*** Passage shown ***
In the present study, our patients presented substantially higher level of weight regain (ranging from 36.8 to 76.2%) than others, which had RWR ranging from 3.9 to 38% during the long-term follow-up (3–7 years or more) after laparoscopic adjustable gastric banding, sleeve gastrectomy, or RYGB [28,29,30]. As previously published, our patients were invited to participate by advertisements [17]. They were all without any medical follow-up before their visit to our public health unit. Their high RWR is possibly also related to it. Therefore, we may speculate that the clinical results are more likely linked to weight loss than regain.

Unexpectedly, IL-6 levels were lower in those subjected to RYGB, even being all obese patients. All other inflammatory biomarkers were similar between bariatric and nonsurgical groups. Accumulating evidence in the literature reinforces the direct relationship between obesity and increase of pro-inflammatory response [16, 31, 32]. On the opposite of this statement, even with obesity again, our post-bariatric patients had lower IL-6 than nonsurgical BMI-matched group. These results add data from prior research, in which it was shown plasma levels of IL-6 were reduced 12 months after bariatric procedures, as RYGB and sleeve gastrectomy [33, 34], suggesting that reductions of IL-6 levels are probably more related to effective weight loss than obesity recidivism.

Interestingly, the waist circumference was lower in the bariatric group, which concurs with previous studies that showed positive correlations between IL-6 and abdominal adiposity [32]. The IL-6 is acknowledged to have pro-inflammatory properties and to be involved in pathogenesis of insulin resistance, T2DM, and atherosclerosis [35, 36]. Therefore, it seems that reduction of IL-6 levels may be related to improvement of metabolic and cardiovascular risk, reflected by decreased fasting glucose, HbA1c, triglycerides, and increased HDL-c.
*** End of Passage shown ***
◆ Exercise goal
Continue the discussion of IL-6 and weight regain after bariatric surgery from its last sentence.
*** Data for analysis ***
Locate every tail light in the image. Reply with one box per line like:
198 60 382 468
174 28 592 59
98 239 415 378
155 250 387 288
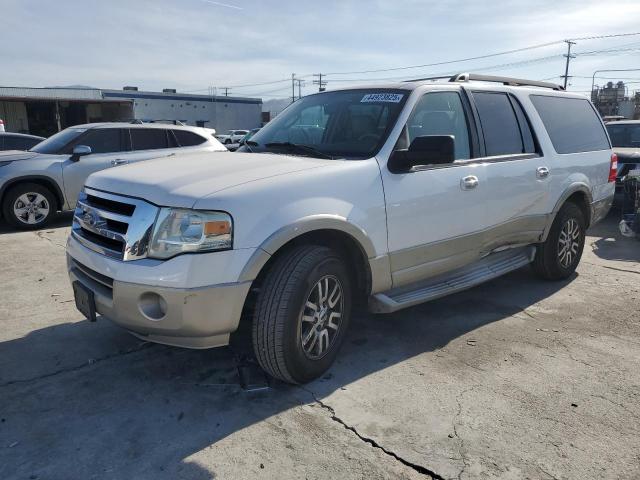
609 153 618 182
*** End of Data for analysis ***
◆ Task answer
In our study, it can be speculated that bariatric surgery promoted a long-term sustainable improvement in metabolic profile. It can also be suggested that even in post-bariatric patients with high RWR, effective post-surgery weight loss may prevent the augmenting of IL-6, which is paramount to maintaining their metabolic and cardiovascular integrity. Further research is needed to ratify these results.

Limitation

Although promising, our results must be viewed with caution. Since we did not evaluate pre-surgical clinical conditions and inflammatory status, we have limitations on our statements herein presented. Minimal specificities regarding differences on surgeons’ techniques must be considered as a limitation. However, an effective EWL was successfully achieved. Therefore, surgical failure can be discarded. The cross-sectional design limits cause-and-effect relationships. A healthy age-matched control group would allow a better understanding of the status of chronic inflammation and lack of it is another limitation. Ideally, the clinical long-term follow-up of these patients would lower the potential sources of bias since clinical outcomes may be differently affected by multidisciplinary approaches. Lastly, the different recruitment methods for studied groups are also further selection bias. However, as our medical team followed all patients for at least one year, we believe that careful screening minimized possible interference with the outcomes studied. Therefore, it is possible to believe that the potential abovementioned bias due to secondary diseases or medications on inflammatory markers were eliminated.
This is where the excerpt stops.